PROBLEM DESCRIPTION -
Your answer must repeat the full listing, line for line.
=== Section Start ===
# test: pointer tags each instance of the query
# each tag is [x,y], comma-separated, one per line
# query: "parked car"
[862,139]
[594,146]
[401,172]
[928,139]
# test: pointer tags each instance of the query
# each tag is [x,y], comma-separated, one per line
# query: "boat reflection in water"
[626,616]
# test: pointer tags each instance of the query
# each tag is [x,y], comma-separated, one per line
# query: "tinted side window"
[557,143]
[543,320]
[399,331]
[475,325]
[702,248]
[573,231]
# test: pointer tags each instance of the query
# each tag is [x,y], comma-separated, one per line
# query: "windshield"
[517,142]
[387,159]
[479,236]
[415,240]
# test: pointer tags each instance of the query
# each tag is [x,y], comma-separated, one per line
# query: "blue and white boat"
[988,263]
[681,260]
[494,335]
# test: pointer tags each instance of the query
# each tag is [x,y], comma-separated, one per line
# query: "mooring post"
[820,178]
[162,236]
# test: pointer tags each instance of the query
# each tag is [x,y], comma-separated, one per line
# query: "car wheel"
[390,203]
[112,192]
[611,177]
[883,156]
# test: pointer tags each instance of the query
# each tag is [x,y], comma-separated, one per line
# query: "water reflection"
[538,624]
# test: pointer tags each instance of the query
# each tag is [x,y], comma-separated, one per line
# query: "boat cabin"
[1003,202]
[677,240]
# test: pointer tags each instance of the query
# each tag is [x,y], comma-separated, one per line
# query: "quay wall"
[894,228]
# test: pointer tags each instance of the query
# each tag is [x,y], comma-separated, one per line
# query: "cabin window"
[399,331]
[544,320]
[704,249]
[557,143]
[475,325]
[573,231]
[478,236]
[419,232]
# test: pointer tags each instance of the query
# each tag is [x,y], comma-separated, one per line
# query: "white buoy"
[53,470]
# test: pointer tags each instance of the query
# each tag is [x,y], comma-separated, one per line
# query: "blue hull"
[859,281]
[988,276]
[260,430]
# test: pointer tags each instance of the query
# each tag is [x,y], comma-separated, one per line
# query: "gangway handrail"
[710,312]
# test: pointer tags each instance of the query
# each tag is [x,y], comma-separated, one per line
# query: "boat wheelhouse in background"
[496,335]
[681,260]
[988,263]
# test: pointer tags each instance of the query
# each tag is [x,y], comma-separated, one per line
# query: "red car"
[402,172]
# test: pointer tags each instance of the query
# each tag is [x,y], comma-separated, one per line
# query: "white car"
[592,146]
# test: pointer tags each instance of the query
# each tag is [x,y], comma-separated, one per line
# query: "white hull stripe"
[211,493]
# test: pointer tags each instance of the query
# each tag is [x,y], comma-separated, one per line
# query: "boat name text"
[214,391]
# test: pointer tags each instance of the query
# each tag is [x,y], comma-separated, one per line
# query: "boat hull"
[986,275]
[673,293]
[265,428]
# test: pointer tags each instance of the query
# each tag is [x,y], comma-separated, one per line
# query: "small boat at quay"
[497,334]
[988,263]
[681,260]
=== Section End ===
RESULT OF THIS TASK -
# test: pointer tags each instance of the query
# each tag is [x,y], comma-separated, one per line
# query: "parked car"
[862,139]
[594,146]
[401,172]
[928,139]
# test: pointer tags each instance of the query
# each tag is [x,y], comma-separated, one per line
# query: "boat reflection in water"
[626,616]
# test: pointer tags each instance of the query
# each tag is [x,y], comma-separated, one per line
# query: "tinted side window"
[557,143]
[543,320]
[399,331]
[475,325]
[702,248]
[573,231]
# test: pointer tags each instance of the query
# each tag is [x,y], comma-separated, one per line
# query: "windshield"
[517,142]
[387,159]
[479,236]
[415,240]
# test: pointer tags each instance of the query
# each tag is [x,y], comma-separated, one per line
# query: "blue and white boat"
[988,263]
[681,260]
[494,335]
# test: pointer tags each instance of the query
# each tag is [x,y], comma-separated, one per line
# query: "mooring post"
[820,178]
[162,236]
# test: pointer tags each instance of the query
# each tag is [x,y], comma-separated, one per line
# query: "car wheel"
[390,203]
[112,192]
[611,177]
[883,156]
# test: pointer tags each instance of the query
# each tag is [x,y], comma-separated, one per line
# query: "water reflection"
[538,624]
# test: pointer tags each instance of the query
# each tag is [x,y], comma-separated, one per line
# query: "boat cabin"
[1003,202]
[677,240]
# test: pointer tags each instance of the query
# each tag is [x,y], comma-separated, one per line
# query: "quay wall"
[894,228]
# test: pointer tags each instance of the query
# each tag is [x,y], comma-separated, one per line
# query: "cabin window"
[399,331]
[544,320]
[704,249]
[557,143]
[475,325]
[573,231]
[478,236]
[419,232]
# test: pointer tags each instance of the query
# each tag is [x,y], comma-separated, one per line
# query: "white buoy"
[53,470]
# test: pointer tags each instance of the query
# each tag is [x,y], comma-separated, one per line
# query: "blue hull"
[859,281]
[988,276]
[260,430]
# test: pointer tags each instance of the query
# each tag is [x,y], comma-separated, one per line
# query: "gangway handrail"
[710,312]
# test: pointer tags each instance of the query
# each tag is [x,y], comma-separated, one per line
# query: "boat wheelhouse in background"
[496,335]
[681,260]
[988,263]
# test: pointer tags each instance of the query
# each tag is [x,y], comma-separated, one per line
# query: "red car"
[402,172]
# test: pointer tags each instance of the query
# each tag is [x,y], comma-separated, one per line
# query: "white car"
[592,146]
# test: pointer tags each instance of the query
# each tag is [x,y], comma-separated, one per line
# query: "white hull stripe"
[211,493]
# test: pointer tags each instance of the query
# each tag is [x,y], comma-separated, one per line
# query: "boat name text"
[214,391]
# test: pointer tags each instance of the query
# each tag is [x,y], comma-separated, one per line
# query: "boat hull"
[986,275]
[673,293]
[265,428]
# test: pointer tags each instance of the query
# each tag is [x,y], comma-separated, one per line
# query: "small boat at quay"
[497,334]
[988,263]
[681,260]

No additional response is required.